#### What to do
Turn the lines between the one holding "point_to(query) returns one keypoint per instance of the yellow" and the one holding "x=542, y=206", inclusive, into a Markdown table with the columns Row and Text. Number each line in order and skip any blank lines.

#### Dataset rows
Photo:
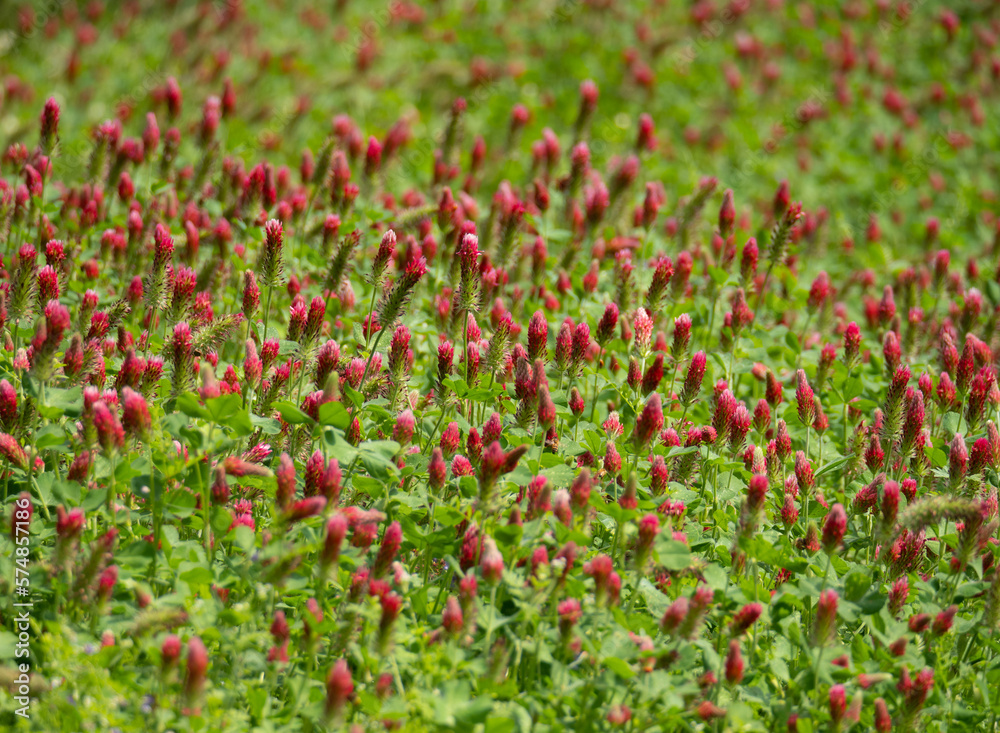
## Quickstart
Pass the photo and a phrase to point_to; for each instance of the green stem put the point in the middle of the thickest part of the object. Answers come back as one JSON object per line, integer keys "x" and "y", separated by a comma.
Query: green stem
{"x": 364, "y": 375}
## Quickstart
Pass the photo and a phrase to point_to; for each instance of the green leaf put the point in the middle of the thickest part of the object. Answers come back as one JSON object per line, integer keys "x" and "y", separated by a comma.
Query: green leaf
{"x": 856, "y": 584}
{"x": 620, "y": 667}
{"x": 291, "y": 414}
{"x": 197, "y": 575}
{"x": 267, "y": 425}
{"x": 188, "y": 404}
{"x": 335, "y": 414}
{"x": 672, "y": 554}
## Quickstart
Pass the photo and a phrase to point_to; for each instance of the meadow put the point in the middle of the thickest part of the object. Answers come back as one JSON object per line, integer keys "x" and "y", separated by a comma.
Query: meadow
{"x": 575, "y": 365}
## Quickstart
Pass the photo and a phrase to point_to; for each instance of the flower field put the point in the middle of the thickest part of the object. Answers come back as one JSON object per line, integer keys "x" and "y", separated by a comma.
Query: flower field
{"x": 576, "y": 365}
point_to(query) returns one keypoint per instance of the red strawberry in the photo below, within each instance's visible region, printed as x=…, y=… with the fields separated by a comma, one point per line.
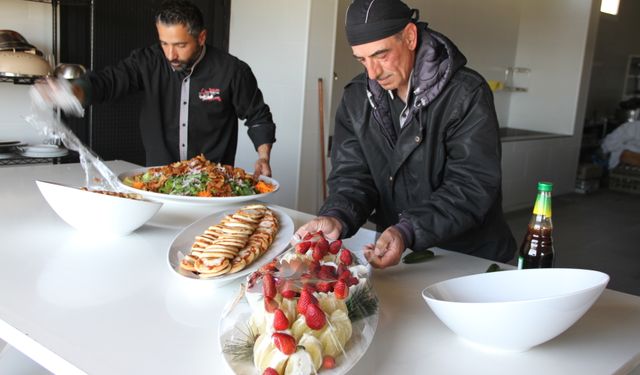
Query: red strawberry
x=327, y=272
x=314, y=267
x=269, y=267
x=323, y=286
x=328, y=362
x=289, y=289
x=270, y=304
x=314, y=317
x=352, y=281
x=269, y=286
x=317, y=254
x=343, y=272
x=284, y=342
x=345, y=257
x=302, y=247
x=280, y=321
x=310, y=287
x=341, y=289
x=306, y=299
x=323, y=246
x=335, y=247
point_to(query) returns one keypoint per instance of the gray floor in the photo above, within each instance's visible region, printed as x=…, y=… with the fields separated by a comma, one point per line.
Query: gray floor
x=599, y=231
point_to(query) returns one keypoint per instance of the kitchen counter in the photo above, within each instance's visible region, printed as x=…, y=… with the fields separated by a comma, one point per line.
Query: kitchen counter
x=78, y=304
x=513, y=134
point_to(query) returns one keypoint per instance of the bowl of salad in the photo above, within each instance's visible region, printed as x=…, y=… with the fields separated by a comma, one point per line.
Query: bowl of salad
x=199, y=181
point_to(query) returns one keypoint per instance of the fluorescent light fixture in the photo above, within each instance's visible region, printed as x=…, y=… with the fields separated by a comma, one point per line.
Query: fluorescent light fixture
x=610, y=6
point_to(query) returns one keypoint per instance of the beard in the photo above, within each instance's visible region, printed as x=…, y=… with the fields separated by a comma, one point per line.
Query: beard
x=182, y=65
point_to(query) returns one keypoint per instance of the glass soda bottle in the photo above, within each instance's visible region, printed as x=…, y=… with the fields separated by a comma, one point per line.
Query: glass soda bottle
x=536, y=250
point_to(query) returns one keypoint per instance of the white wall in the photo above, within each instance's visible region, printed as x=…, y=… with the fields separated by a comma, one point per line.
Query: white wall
x=611, y=57
x=320, y=57
x=289, y=45
x=33, y=21
x=485, y=31
x=553, y=51
x=556, y=40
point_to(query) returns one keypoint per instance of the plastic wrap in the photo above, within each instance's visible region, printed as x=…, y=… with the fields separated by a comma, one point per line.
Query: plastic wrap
x=44, y=119
x=310, y=310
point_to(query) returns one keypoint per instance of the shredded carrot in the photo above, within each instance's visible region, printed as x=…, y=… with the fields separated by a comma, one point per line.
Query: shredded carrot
x=263, y=187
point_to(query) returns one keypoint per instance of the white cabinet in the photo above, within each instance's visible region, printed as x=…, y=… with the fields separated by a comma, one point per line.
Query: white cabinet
x=632, y=78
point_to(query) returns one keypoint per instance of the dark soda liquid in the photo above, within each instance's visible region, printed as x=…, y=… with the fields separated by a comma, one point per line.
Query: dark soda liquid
x=536, y=250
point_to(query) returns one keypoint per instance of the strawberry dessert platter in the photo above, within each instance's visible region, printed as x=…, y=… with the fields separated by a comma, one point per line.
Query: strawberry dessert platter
x=310, y=310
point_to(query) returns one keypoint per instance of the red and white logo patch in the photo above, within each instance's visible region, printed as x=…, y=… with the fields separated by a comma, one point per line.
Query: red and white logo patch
x=210, y=95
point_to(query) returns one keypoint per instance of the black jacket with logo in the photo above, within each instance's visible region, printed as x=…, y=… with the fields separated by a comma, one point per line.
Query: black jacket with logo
x=222, y=89
x=441, y=173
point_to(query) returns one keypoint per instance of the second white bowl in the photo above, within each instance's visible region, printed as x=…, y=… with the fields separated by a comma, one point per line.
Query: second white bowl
x=515, y=310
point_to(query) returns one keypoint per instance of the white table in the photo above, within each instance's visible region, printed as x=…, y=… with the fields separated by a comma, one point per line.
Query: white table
x=97, y=306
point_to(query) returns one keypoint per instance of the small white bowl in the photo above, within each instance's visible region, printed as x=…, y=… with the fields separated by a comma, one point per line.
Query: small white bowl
x=515, y=310
x=97, y=213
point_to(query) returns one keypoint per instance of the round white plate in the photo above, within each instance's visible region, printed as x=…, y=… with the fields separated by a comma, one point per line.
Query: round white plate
x=233, y=328
x=43, y=151
x=160, y=197
x=9, y=143
x=181, y=245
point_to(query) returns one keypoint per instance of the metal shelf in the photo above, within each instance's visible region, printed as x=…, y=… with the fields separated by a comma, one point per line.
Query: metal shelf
x=64, y=2
x=23, y=160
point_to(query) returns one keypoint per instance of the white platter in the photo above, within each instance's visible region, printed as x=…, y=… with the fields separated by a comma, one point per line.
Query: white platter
x=181, y=245
x=234, y=326
x=43, y=151
x=212, y=201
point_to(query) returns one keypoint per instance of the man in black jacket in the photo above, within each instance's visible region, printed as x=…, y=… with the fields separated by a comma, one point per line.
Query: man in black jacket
x=416, y=145
x=194, y=94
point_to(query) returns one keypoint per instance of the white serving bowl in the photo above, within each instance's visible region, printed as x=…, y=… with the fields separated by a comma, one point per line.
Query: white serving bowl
x=97, y=213
x=515, y=310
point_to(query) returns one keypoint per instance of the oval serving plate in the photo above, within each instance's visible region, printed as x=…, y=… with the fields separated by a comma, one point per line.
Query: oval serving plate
x=168, y=198
x=181, y=245
x=233, y=330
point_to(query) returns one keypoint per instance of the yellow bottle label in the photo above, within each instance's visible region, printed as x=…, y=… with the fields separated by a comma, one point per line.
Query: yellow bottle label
x=542, y=206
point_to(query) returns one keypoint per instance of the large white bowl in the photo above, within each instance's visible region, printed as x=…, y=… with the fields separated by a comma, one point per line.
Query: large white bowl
x=97, y=213
x=515, y=310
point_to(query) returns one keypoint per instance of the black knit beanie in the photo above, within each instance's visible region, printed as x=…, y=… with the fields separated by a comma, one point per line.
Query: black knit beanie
x=371, y=20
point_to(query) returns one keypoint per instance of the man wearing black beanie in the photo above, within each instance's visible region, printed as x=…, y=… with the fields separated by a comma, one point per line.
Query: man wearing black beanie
x=416, y=146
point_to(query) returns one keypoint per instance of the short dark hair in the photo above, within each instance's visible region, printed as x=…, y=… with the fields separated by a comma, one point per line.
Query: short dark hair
x=174, y=12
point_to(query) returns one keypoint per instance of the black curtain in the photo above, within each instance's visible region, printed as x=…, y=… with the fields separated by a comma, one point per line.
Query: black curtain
x=112, y=130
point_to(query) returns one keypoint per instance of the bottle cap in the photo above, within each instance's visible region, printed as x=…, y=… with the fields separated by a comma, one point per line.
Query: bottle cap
x=545, y=186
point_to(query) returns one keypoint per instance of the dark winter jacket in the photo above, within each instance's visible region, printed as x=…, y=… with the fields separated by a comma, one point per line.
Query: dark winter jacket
x=441, y=175
x=186, y=115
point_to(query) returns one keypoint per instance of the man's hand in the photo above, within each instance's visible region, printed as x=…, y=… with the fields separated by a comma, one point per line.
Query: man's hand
x=262, y=166
x=330, y=227
x=387, y=251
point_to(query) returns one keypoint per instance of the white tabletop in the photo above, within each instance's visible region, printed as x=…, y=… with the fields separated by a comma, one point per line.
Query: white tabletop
x=113, y=306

#### Result
| Row | Text |
|---|---|
| 1 | point_to(query) returns one keypoint per instance of the yellow bottle label in the photo above, within each instance's visible region, printed as x=…, y=… with the fields separated by a comma, one point per line. |
| 2 | Query: yellow bottle label |
| 3 | x=542, y=206 |